EXERCISE INSTRUCTIONS:
According to the Giants article below, how did Thairo Estrada get hurt?

SELECTION:
▼▼▼
The Giants lost second baseman Thairo Estrada for over a month when he fractured his left hand on a hit-by-pitch two Sundays back. San Francisco president of baseball operations Farhan Zaidi told reporters last week that Estrada’s injury could affect the team’s deadline outlook.
“We’ve got to at least evaluate what we have in the middle infield,” Zaid said on Friday. “Kind of just keep an eye on the market and see if there’s someone that can be impactful there and weigh that against continuing to give opportunities to Casey [Schmitt] and Brett [Wisely].”
With Zaidi and his staff examining things, let’s take a look at some potential options. The middle infield market is light on apparent trade candidates. Most of the available short-term solutions are having average or worse seasons. Perhaps a longer-shot name comes available (we’ll take a look at a few potential options at the back of the list), but the likely scenario is that San Francisco sifts through stopgap types.
- Paul DeJong ($9MM salary, controllable through 2025 via club options)
A quality everyday shortstop early in his career, DeJong fell off at the plate by 2021. He combined to hit .182/.269/.352 between 2021-22. The Cards optioned him to Triple-A last summer. He’s rebounded somewhat in 2023, putting together a .231/.302/.434 line with 12 home runs in 245 trips to the plate. Paired with his customary above-average defense, he reclaimed the primary shortstop job in St. Louis.
▲▲▲
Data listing
▼▼▼
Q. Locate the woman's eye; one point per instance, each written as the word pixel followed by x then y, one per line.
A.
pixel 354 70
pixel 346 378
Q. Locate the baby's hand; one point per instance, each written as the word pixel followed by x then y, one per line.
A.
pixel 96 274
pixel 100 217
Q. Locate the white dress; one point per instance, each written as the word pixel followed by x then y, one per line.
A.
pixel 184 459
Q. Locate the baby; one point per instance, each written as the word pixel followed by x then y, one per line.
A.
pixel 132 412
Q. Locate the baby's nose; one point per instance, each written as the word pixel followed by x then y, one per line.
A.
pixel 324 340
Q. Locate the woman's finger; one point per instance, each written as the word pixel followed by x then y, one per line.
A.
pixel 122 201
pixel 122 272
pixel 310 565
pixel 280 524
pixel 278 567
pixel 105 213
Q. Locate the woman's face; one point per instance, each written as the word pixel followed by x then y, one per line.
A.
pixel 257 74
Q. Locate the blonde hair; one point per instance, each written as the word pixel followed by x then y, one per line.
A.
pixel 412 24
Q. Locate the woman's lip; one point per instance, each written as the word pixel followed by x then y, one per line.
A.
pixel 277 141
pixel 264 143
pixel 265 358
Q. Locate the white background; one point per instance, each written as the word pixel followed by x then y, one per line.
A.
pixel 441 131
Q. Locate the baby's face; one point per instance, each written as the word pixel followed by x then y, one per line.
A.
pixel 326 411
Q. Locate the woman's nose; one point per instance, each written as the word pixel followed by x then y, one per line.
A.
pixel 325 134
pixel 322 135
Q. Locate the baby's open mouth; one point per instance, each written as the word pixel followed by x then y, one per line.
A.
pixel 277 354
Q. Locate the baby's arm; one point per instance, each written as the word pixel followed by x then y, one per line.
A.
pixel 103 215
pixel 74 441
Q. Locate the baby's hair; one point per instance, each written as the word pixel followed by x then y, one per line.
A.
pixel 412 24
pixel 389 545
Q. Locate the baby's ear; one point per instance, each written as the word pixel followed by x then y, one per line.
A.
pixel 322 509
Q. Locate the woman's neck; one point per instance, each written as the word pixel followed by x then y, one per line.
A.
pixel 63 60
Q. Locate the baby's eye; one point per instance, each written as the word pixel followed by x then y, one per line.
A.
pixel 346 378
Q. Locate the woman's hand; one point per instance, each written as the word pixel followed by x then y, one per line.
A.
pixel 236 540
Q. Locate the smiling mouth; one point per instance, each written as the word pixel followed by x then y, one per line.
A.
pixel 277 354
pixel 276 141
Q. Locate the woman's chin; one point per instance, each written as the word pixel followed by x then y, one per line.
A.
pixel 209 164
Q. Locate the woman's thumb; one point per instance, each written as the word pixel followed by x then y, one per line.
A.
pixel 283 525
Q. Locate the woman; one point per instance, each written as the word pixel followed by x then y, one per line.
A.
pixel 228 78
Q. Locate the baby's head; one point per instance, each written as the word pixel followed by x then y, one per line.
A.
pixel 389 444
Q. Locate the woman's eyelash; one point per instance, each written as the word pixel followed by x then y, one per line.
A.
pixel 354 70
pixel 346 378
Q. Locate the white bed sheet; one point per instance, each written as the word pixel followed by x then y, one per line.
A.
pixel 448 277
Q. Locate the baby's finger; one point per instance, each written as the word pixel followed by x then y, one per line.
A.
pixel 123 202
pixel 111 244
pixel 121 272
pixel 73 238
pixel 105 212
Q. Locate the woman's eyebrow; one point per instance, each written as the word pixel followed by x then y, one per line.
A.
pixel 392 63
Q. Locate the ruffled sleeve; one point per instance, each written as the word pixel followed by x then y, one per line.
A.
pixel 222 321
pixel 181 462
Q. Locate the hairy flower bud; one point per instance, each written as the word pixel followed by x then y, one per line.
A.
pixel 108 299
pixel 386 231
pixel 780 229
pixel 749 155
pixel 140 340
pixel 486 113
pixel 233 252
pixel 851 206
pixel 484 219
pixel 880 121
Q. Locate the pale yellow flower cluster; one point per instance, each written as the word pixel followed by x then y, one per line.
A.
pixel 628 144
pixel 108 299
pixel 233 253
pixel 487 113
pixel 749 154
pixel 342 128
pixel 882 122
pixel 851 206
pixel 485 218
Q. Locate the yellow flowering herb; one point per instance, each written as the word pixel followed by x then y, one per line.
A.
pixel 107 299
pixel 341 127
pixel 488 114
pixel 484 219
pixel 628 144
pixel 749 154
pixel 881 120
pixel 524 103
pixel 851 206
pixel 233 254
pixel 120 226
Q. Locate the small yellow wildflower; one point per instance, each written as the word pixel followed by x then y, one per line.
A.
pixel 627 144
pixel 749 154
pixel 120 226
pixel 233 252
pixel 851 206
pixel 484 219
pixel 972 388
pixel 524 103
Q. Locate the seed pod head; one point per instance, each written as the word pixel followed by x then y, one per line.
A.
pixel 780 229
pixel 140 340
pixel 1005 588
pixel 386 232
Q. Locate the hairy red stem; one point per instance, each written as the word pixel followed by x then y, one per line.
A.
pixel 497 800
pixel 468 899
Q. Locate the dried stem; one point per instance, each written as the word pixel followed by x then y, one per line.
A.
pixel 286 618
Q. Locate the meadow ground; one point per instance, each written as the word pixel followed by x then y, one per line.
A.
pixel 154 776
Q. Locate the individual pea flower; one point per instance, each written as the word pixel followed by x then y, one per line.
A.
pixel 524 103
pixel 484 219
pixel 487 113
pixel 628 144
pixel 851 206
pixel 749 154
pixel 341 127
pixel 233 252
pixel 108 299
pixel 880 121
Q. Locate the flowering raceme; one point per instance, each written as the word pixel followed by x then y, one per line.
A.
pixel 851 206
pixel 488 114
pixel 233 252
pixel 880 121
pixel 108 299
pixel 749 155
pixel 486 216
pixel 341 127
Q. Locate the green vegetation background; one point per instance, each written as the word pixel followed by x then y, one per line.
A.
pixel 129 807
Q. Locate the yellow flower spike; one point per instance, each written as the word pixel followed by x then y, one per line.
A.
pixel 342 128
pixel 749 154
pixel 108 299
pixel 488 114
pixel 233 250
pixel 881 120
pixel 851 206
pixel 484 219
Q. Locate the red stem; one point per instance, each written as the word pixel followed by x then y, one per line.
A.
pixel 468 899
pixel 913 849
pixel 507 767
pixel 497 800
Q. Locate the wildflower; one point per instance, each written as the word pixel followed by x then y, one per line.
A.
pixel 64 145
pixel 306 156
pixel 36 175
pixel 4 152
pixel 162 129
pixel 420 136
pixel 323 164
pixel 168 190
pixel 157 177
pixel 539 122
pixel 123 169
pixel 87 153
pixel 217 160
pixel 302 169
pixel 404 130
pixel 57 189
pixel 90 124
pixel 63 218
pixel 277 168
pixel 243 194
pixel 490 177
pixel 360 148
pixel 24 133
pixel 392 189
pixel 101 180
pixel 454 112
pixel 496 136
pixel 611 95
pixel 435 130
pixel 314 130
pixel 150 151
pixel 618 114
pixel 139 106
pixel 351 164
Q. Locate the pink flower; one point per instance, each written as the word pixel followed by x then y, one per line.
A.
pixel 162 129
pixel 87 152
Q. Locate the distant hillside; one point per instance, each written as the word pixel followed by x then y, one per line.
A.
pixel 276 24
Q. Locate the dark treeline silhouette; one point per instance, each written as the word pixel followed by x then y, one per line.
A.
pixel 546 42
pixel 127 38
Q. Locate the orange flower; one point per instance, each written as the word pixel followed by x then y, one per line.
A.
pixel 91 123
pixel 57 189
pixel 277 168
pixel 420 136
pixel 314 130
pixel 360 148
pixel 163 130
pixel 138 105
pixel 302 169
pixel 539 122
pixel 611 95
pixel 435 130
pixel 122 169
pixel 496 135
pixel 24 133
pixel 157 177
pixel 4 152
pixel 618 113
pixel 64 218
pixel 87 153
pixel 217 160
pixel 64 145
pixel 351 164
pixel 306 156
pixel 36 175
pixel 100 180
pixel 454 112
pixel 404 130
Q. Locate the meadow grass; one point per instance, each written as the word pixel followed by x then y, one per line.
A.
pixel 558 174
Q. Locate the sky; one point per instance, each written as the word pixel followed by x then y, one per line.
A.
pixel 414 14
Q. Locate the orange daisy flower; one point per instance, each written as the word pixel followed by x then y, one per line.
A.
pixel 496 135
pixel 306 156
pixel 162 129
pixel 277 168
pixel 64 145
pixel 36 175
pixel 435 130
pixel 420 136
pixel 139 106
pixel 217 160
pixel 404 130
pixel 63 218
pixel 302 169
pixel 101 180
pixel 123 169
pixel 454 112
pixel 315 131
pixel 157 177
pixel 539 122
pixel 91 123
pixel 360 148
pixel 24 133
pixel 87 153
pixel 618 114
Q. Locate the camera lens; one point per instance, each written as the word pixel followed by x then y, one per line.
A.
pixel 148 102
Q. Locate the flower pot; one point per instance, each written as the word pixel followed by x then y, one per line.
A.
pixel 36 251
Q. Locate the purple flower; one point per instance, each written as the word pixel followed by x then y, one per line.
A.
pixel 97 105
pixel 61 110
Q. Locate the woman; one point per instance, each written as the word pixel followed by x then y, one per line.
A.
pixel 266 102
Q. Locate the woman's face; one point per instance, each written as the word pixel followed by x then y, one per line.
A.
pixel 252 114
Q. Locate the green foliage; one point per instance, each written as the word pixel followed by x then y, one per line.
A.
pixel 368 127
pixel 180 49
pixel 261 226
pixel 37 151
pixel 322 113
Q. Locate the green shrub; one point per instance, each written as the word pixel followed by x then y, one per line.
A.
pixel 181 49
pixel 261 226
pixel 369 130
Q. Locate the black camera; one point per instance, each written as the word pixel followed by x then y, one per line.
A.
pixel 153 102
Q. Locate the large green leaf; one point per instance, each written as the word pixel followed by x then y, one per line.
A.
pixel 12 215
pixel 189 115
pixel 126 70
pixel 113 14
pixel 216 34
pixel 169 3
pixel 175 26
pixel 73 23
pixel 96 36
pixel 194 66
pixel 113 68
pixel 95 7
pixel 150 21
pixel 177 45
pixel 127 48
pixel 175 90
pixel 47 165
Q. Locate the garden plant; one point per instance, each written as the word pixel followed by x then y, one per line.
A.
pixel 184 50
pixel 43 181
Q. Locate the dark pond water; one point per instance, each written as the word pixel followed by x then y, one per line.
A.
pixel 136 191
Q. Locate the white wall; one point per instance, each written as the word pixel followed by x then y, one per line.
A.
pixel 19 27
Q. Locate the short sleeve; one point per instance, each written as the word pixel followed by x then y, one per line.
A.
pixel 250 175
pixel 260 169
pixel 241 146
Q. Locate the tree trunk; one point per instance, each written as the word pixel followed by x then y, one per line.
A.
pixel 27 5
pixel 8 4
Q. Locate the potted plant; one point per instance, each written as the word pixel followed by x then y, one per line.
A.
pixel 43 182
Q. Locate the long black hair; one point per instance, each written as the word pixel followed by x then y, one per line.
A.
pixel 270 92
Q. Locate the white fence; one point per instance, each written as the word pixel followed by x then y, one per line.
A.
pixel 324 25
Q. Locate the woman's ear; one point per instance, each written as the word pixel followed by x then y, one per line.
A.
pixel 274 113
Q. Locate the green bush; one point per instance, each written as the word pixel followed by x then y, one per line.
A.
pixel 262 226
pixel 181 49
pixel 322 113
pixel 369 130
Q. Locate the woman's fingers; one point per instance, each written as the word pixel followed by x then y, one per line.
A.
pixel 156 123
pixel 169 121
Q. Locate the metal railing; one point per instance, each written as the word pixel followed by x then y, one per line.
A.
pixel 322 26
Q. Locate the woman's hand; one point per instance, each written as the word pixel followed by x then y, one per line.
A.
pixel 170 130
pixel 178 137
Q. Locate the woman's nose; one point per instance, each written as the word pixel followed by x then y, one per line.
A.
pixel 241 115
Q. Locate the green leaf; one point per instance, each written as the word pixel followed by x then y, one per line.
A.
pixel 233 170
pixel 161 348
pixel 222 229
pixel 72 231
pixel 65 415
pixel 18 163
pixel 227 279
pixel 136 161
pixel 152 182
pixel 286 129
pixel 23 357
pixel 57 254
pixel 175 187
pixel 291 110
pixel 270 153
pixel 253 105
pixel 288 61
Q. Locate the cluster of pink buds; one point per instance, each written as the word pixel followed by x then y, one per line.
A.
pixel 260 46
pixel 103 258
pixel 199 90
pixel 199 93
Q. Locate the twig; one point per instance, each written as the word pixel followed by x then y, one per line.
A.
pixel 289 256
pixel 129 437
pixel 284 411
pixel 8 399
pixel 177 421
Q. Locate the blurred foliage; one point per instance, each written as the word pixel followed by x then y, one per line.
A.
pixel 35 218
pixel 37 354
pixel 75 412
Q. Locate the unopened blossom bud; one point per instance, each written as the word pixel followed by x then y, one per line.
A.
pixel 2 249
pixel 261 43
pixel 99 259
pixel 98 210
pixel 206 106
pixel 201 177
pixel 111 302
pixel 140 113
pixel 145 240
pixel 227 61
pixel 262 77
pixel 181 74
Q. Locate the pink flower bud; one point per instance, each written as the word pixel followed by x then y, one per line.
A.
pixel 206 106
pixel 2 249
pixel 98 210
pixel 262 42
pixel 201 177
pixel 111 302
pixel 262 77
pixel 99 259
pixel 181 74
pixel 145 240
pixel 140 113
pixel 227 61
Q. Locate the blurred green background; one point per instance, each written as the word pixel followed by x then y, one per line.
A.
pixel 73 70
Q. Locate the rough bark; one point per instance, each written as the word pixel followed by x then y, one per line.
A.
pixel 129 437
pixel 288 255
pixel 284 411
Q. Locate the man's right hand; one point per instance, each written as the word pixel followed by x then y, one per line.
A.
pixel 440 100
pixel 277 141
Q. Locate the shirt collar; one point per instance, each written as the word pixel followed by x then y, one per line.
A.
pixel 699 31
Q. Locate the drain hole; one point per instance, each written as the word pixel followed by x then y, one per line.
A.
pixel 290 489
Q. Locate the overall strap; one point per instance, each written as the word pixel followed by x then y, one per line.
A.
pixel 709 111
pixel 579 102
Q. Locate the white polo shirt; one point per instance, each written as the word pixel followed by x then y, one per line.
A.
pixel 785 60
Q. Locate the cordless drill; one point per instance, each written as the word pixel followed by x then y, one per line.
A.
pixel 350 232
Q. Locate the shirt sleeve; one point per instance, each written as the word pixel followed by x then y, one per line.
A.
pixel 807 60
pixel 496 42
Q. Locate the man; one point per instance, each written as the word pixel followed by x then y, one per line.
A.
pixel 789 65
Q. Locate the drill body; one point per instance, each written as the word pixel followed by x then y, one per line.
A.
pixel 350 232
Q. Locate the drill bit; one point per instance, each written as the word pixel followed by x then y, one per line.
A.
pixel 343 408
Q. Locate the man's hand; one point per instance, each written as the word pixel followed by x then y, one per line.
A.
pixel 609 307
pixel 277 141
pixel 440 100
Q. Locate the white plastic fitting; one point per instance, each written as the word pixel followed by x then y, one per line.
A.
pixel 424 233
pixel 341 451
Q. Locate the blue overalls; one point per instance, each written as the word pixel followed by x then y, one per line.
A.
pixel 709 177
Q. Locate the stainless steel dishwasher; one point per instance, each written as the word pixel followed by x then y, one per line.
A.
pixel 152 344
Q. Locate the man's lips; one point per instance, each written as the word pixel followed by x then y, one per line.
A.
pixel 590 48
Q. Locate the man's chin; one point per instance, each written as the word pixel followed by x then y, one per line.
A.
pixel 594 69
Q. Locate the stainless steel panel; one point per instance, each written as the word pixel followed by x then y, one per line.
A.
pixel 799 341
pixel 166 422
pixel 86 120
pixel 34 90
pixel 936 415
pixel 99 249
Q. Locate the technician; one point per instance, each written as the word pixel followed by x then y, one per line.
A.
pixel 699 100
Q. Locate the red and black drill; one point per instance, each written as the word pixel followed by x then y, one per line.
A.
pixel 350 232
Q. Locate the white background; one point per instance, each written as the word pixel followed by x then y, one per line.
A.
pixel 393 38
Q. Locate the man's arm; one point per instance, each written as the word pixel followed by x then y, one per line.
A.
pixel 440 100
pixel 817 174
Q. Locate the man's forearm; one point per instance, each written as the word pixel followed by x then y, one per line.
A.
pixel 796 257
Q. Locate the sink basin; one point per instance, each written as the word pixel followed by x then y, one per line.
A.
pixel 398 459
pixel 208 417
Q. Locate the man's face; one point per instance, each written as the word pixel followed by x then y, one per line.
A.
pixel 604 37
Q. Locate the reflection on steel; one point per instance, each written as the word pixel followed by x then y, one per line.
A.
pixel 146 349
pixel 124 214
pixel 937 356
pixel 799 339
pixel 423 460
▲▲▲
SOLUTION TO THIS TASK:
He fractured his left hand on a hit-by-pitch.